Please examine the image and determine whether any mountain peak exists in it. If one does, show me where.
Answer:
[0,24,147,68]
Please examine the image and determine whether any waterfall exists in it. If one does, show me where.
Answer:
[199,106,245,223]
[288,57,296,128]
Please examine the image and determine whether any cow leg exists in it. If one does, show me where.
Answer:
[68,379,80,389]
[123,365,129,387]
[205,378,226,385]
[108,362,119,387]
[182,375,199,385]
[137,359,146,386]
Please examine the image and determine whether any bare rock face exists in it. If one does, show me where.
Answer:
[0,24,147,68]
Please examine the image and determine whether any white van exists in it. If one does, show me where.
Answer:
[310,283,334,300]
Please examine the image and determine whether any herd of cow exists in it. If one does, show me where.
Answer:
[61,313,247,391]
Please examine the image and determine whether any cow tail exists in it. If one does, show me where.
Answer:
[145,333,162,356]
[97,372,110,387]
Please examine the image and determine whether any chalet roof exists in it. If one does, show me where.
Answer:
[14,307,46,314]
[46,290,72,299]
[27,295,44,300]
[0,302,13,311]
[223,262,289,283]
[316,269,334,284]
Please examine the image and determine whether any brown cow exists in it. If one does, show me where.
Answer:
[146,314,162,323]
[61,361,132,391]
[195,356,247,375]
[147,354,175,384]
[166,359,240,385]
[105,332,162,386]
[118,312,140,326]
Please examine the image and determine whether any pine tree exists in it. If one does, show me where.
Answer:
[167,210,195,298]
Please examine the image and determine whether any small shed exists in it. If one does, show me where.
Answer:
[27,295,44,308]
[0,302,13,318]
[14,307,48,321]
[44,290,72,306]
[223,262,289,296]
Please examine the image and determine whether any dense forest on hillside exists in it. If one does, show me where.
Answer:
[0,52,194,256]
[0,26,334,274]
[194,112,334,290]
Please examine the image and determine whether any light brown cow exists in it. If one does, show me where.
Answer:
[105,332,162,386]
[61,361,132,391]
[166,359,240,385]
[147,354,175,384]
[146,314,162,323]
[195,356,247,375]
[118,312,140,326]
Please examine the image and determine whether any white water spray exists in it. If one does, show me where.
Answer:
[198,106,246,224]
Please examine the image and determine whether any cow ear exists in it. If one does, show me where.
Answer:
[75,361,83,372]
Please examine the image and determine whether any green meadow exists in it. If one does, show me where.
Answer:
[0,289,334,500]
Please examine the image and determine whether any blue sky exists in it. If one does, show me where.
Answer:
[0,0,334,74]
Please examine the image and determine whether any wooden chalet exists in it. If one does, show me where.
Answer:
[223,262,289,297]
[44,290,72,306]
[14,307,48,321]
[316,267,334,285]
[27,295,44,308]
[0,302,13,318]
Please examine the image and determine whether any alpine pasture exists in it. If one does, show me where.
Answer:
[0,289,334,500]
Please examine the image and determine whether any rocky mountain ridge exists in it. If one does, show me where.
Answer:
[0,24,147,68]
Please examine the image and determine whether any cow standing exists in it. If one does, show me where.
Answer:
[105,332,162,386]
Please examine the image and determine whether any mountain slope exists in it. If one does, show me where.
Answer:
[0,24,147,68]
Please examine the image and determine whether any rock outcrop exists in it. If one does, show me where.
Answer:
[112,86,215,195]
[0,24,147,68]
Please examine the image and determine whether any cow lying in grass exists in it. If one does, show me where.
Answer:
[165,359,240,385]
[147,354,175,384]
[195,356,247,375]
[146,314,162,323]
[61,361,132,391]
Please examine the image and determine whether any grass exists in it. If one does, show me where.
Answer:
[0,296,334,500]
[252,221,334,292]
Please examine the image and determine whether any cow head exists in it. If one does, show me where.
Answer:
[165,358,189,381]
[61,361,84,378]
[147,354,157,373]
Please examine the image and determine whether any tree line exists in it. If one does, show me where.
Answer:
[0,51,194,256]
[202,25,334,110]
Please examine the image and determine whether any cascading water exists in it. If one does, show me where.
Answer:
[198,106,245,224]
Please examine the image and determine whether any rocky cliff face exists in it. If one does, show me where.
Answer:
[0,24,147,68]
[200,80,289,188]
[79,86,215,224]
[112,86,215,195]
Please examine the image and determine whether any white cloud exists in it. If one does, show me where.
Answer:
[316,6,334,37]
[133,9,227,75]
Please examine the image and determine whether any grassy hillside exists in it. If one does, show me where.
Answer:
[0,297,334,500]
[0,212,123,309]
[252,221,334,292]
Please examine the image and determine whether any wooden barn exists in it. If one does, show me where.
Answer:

-.-.-

__Stated goal__. Please retype all of the material above without changing anything.

__Response__.
Please examine the image and determine whether any mountain peak exists in it. If one does, show me where.
Answer:
[0,24,147,68]
Please examine the image and determine whether any waterfall exists in it. If one does, show me where.
Answer:
[199,106,245,223]
[288,57,296,128]
Please examine the image and determine whether any cow leg exists in it. If one does, show me where.
Answer:
[68,379,80,389]
[123,365,129,387]
[205,378,226,385]
[108,362,119,387]
[182,375,199,385]
[137,359,146,386]
Please examine the image and determine whether any bare rock face exists in it. If one does, show me where.
Answer:
[0,24,147,68]
Please examine the image and determine whether any white van exists in it. If one does, show me where.
Answer:
[310,283,334,300]
Please examine the image and determine whether any herd of cow exists in it. If one does, show me where.
Answer:
[61,313,247,391]
Please examine the image and determine whether any cow tail exists in it. If one does, show me where.
Answer:
[145,333,162,356]
[97,372,110,387]
Please examine the image and determine whether any chalet roof exists in it. If one does, show me where.
Answer:
[14,307,46,314]
[46,290,72,299]
[27,295,44,300]
[0,302,13,311]
[223,262,289,283]
[316,269,334,284]
Please examine the image and determine whether any brown cow exists in it. If one does, show me where.
Answer:
[146,314,162,323]
[61,361,132,391]
[195,356,247,375]
[147,354,175,384]
[166,359,240,385]
[105,332,162,386]
[118,312,140,326]
Please examine the image and determine whether any pine tree exists in it. If one does, show me where.
Answer:
[167,210,195,298]
Please examine the image and determine whether any small shed exists in it. If one does, show me where.
Answer:
[27,295,44,308]
[0,302,13,318]
[14,307,48,321]
[44,290,72,306]
[223,262,289,296]
Please examine the image and determine whether any dense forest on hillside exists in it. If one does, show me where.
Answer:
[0,52,194,256]
[0,26,334,274]
[194,112,334,290]
Please examine the image and determine whether any light brown cow exists in it. If one does, show me where.
Answer:
[105,332,162,386]
[61,361,132,391]
[166,359,240,385]
[147,354,175,384]
[146,314,162,323]
[195,356,247,375]
[118,312,140,326]
Please examine the image and determine whether any white water spray exists in it. If one does, show me where.
Answer:
[198,106,246,224]
Please examine the image and determine whether any cow ear exists in it. If one does, show me where.
Answer:
[75,361,83,372]
Please examine the image and determine whether any green meadow exists in it. If one does, show me where.
Answer:
[0,289,334,500]
Please examine the image and determine whether any blue sky exists in it. If one does, show me where.
Answer:
[0,0,334,74]
Please examine the image and determine whether any wooden chalet exists in it. If one does, show me where.
Answer:
[223,262,289,297]
[44,290,72,306]
[14,307,48,321]
[316,267,334,285]
[27,295,44,308]
[0,302,13,318]
Please examine the image and determine whether any alpine pasture exists in it. If one does, show me where.
Answer:
[0,289,334,500]
Please examine the image and determine whether any rocky mountain ridge exists in it. If one does, show me where.
Answer:
[0,24,147,68]
Please examine the image and determine whether any cow standing exists in it. If one does, show me where.
Answer:
[105,332,162,386]
Please examine the image and determine whether any mountain slope exists in it. If one does, show me where.
Answer:
[0,24,147,68]
Please examine the image and determine whether any rock outcrop exists in it. If one does, show me where.
Answer:
[112,86,215,195]
[0,24,147,68]
Please examine the image and determine whether any cow lying in grass exists in it. If one does, show me where.
Answer:
[165,359,240,385]
[147,354,175,384]
[195,356,247,375]
[146,314,162,323]
[61,361,132,391]
Please examine the image and determine whether any grass exists in it. If one does, show me where.
Answer:
[0,296,334,500]
[252,221,334,292]
Please examine the image and determine whether any cow head exists in it. If one does, show me where.
Answer:
[165,358,189,381]
[61,361,84,378]
[147,354,157,373]
Please examine the image and determine whether any tree line exists in it. If one does, show me where.
Answer:
[0,51,194,256]
[202,25,334,110]
Please examine the image and determine whether any cascading water exists in it. If one does, show me where.
Answer:
[198,106,245,224]
Please examine the image and determine whether any rocky cliff face exists in it. If one does, show me where.
Answer:
[0,24,147,68]
[200,80,289,188]
[79,86,215,224]
[112,86,215,195]
Please examine the image and determine whether any white cloud exists in it. If one does, show me where.
Answer:
[316,6,334,37]
[133,9,227,75]
Please examine the image and determine whether any grassy hillside exists in it. If one does, show me where.
Answer:
[0,297,334,500]
[0,212,123,309]
[252,221,334,292]
Please examine the image and determine whether any wooden barn exists in it. If one does, show me where.
Answer:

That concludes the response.